● **LANGKAH PENGERJAAN**:
**a.** Terjemahkan kalimat dari teks pilihan ini ke dalam bahasa Inggris: "Aku menulis surat ini di tangga Grha Sabha Pramana (GSP) yang termasyur itu."
**b.** Salin ulang sebagian teks pilihan tanpa perubahan, mulai pada kata-kata yang berisi "Aku menulis surat" dan berhenti setelah "ada di sana.".
··· TEKS PILIHAN ···
Surat untuk Papa di Hari Wisuda - I Made Andi Arsana

Surat untuk Papa di Hari Wisuda - I Made Andi Arsana



Artikel berikut ini ditulis oleh sahabat saya Dr. I Made Andi Arsana, tulisan-tulisan beliau sangatlah bagus dan enak untuk dibaca, tulisan asli bisa langsung anda baca di Facebook page beliau di https://www.facebook.com/madeandi

Semoga bermanfaat untuk kita semua.

Surat untuk Papa di Hari Wisuda
Pa, apa kabar hari ini?
Aku menulis surat ini di tangga Grha Sabha Pramana (GSP) yang termasyur itu. Di kepalaku masih ada toga dan gantunganya berjuntai dimainkan angin di dekat wajahku. Aku sudah lulus, Pa. Aku lulus seperti yang Papa syaratkan: cepat dan IP tinggi. Aku tadi ikut berdiri ketika para wisudawan cumlaude dipaggil dan diperkenalkan pada hadirin. Sayang sekali Papa tidak ada di sana.
··· BUTIR YANG DITAMPILKAN ···
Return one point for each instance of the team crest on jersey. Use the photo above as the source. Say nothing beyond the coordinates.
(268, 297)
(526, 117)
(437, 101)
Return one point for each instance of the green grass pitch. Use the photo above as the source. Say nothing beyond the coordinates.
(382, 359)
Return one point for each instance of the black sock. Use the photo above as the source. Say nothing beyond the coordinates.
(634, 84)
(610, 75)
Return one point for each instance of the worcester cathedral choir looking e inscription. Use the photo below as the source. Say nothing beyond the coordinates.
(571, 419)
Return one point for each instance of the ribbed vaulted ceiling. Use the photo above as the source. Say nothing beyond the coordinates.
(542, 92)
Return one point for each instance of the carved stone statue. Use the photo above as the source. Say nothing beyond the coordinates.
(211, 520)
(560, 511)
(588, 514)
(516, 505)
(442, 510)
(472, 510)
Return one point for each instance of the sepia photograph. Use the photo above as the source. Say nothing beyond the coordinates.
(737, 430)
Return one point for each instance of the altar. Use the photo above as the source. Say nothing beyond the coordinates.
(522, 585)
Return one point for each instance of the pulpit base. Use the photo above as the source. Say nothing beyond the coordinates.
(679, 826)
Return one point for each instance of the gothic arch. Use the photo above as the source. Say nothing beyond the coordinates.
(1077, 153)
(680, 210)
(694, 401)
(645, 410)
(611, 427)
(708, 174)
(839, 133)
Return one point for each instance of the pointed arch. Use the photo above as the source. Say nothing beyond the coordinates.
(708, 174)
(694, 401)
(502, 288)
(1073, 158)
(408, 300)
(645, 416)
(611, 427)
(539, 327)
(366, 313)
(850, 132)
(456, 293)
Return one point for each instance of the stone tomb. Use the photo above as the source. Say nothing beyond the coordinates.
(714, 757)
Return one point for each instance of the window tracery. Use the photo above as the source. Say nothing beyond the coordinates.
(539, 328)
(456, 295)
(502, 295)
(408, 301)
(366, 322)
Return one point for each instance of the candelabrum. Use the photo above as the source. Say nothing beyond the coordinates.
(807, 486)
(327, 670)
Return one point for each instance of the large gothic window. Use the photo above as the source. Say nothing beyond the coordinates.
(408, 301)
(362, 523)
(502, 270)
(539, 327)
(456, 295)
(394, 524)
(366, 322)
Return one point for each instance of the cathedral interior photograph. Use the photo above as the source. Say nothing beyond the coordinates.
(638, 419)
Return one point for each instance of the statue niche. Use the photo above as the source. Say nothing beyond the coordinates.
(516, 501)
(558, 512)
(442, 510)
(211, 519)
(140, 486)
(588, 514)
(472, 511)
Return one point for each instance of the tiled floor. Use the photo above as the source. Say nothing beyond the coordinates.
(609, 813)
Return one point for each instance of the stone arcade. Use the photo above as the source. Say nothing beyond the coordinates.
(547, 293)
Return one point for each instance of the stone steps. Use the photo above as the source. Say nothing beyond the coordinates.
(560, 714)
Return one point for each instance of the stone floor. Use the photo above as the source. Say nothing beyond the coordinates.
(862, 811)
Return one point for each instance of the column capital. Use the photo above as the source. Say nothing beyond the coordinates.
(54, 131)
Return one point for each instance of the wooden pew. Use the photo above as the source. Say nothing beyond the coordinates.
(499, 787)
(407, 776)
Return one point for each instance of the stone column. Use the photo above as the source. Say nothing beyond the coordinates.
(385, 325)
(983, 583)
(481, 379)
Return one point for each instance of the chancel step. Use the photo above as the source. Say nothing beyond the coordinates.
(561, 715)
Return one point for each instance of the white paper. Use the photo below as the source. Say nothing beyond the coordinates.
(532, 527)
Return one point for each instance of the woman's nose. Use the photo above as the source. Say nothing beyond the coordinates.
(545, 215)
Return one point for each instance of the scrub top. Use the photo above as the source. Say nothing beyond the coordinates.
···
● **TUGAS TERSELESAIKAN**:
**a.** I am writing this letter on the steps of the famous Grha Sabha Pramana (GSP).

**b.**
Aku menulis surat ini di tangga Grha Sabha Pramana (GSP) yang termasyur itu. Di kepalaku masih ada toga dan gantunganya berjuntai dimainkan angin di dekat wajahku. Aku sudah lulus, Pa. Aku lulus seperti yang Papa syaratkan: cepat dan IP tinggi. Aku tadi ikut berdiri ketika para wisudawan cumlaude dipaggil dan diperkenalkan pada hadirin. Sayang sekali Papa tidak ada di sana.